— START OF GIVEN DATA —
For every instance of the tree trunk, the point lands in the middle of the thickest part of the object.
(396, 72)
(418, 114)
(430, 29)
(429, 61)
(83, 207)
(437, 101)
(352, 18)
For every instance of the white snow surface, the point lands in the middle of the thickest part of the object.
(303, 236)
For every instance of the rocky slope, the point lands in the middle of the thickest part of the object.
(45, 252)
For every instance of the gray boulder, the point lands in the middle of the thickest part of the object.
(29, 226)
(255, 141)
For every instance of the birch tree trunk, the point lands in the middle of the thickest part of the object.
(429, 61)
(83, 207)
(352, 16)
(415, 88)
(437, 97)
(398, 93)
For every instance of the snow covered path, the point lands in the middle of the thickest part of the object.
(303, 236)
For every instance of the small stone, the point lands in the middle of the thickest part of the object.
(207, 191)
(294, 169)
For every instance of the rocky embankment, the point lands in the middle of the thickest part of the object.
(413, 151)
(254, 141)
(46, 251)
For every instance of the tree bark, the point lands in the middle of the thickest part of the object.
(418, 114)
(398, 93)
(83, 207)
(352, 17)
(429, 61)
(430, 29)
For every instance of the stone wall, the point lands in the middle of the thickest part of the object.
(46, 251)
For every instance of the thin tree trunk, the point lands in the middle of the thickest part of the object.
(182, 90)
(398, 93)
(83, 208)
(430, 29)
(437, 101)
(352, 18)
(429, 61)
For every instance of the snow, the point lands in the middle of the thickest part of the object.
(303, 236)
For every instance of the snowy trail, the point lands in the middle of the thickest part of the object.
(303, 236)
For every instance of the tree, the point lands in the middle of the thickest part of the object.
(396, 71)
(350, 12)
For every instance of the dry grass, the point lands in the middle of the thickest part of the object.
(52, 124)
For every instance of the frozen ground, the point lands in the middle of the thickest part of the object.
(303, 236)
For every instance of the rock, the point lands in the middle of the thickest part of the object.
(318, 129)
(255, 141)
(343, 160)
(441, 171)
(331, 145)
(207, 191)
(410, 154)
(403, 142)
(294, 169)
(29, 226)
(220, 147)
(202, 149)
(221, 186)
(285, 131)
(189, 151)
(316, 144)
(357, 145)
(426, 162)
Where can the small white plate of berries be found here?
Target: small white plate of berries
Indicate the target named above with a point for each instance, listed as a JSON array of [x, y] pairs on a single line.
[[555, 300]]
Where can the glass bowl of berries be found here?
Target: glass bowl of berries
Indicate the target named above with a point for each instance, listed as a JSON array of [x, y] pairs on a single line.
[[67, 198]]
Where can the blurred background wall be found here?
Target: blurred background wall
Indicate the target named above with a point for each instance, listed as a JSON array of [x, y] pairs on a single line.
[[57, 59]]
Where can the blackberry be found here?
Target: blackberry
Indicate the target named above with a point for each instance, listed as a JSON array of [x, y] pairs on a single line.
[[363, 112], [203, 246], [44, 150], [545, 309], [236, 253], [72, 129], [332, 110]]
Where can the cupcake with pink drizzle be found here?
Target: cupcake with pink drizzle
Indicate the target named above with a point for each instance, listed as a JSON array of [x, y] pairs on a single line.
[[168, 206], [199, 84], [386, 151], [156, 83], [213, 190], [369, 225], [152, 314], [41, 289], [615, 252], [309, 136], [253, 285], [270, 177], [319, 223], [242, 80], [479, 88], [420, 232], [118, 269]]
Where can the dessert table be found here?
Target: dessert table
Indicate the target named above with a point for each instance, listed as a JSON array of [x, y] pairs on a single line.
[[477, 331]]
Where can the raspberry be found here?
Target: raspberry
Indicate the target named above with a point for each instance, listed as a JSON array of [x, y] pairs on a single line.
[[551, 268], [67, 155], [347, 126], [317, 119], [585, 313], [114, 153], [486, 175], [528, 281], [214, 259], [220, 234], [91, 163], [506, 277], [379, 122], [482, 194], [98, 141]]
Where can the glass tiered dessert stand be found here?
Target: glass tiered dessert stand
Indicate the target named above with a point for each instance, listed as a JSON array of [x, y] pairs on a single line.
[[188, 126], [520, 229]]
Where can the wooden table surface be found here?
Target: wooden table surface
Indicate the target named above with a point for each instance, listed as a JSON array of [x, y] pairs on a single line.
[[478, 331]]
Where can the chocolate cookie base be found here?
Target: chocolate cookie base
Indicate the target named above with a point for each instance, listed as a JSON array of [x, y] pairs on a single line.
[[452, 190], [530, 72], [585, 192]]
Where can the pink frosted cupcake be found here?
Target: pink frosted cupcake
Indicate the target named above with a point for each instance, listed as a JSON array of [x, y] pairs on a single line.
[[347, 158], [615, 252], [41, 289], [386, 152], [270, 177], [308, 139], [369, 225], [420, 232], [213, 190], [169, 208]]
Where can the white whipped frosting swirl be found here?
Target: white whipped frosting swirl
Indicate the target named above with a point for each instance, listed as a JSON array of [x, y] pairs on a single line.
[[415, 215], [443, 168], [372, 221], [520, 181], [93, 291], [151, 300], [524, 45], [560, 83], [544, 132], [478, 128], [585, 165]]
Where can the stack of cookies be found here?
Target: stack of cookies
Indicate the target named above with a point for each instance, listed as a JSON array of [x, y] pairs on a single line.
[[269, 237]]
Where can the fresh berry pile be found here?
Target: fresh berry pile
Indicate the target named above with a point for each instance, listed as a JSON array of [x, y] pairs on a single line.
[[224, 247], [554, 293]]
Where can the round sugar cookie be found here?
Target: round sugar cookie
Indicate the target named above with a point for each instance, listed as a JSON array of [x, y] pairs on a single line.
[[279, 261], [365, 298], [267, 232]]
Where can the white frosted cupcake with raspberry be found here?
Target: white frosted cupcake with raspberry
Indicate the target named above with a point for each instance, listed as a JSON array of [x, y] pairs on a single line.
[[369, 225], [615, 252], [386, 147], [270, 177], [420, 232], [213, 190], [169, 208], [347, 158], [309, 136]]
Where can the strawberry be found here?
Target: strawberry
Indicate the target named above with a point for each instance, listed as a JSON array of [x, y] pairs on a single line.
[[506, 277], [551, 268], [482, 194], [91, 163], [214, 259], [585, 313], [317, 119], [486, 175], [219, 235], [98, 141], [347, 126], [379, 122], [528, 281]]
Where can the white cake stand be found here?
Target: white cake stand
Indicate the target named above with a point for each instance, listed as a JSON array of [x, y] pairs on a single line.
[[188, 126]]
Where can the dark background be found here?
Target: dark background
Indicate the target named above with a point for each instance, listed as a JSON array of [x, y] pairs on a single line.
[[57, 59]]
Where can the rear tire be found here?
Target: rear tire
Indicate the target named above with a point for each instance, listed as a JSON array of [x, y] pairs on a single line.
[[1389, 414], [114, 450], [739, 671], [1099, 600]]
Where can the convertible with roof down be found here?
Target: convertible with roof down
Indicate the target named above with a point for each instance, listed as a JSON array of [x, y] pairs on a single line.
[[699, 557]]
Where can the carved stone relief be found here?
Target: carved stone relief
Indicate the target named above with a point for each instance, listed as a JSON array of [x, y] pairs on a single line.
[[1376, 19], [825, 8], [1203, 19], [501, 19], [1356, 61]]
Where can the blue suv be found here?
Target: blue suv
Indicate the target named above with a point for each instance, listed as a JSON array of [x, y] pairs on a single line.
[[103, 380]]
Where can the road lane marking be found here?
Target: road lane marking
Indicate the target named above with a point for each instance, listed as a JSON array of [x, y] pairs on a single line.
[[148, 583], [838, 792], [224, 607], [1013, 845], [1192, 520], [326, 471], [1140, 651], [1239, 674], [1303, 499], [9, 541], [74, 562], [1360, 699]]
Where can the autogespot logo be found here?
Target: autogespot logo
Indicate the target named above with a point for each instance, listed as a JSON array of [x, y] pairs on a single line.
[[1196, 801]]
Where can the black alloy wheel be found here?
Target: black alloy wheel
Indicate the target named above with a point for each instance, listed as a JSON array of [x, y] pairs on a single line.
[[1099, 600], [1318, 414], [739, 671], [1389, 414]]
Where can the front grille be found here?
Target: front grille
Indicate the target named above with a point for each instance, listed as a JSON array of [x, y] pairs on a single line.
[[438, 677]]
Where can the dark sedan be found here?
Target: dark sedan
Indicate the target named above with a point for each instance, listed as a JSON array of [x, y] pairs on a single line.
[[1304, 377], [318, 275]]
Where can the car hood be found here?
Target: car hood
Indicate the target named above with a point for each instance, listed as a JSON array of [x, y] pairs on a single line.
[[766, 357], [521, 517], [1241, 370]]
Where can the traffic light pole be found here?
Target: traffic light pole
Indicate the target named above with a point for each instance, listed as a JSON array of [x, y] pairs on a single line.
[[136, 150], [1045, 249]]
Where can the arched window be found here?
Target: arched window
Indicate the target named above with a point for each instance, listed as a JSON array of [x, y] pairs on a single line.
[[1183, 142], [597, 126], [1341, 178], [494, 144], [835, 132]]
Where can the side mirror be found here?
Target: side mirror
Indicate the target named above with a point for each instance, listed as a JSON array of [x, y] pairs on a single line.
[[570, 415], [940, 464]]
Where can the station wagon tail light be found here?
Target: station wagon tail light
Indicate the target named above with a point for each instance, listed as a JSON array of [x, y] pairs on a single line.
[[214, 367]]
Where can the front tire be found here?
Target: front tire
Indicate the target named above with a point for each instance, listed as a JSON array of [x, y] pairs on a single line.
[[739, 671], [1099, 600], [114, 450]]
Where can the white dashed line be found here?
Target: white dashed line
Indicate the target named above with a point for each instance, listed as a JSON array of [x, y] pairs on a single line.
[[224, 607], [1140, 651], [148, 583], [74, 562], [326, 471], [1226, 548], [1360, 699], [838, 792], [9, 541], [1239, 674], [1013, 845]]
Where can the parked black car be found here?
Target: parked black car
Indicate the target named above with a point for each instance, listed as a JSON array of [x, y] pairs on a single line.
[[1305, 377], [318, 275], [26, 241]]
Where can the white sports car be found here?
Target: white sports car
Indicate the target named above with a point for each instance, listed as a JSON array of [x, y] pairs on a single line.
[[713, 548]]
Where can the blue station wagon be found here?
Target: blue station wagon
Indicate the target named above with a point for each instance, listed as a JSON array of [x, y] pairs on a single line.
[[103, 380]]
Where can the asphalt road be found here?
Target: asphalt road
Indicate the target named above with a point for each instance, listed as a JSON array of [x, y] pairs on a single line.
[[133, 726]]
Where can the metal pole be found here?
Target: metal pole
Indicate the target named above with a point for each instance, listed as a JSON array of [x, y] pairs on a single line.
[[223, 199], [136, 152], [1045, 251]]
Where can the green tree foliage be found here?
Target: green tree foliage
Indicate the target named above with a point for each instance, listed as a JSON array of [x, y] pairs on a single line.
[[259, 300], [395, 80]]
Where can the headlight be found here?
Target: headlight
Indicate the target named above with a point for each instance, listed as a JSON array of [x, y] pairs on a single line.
— END OF GIVEN DATA —
WHAT TO DO
Copy the data above verbatim, from the line with "Where can the blurred" to the line with "232], [118, 269]]", including both of those lines.

ANSWER TO THE PROBLEM
Where can the blurred background wall be found here?
Target: blurred background wall
Indicate the target named above with a point for each instance, listed as a JSON array of [x, y] pairs on a single line.
[[57, 59]]
Where can the blackberry be found here?
Target: blackberry
Indicate the target named above with a point for each instance, listed as a JSON array of [x, y] pairs on a single line.
[[363, 112], [203, 246], [44, 150], [545, 309], [236, 253], [72, 129], [332, 110]]
Where can the cupcake with pink drizzle be found here?
Target: cupcake with pink drizzle
Indicate the target named above with a point for each instance, listed as a JSON array of [x, y] pairs on a single line.
[[168, 206], [199, 84], [386, 151], [156, 83], [213, 190], [369, 225], [152, 314], [41, 289], [615, 252], [309, 136], [253, 285], [270, 177], [319, 223], [242, 80], [479, 88], [420, 232], [118, 269]]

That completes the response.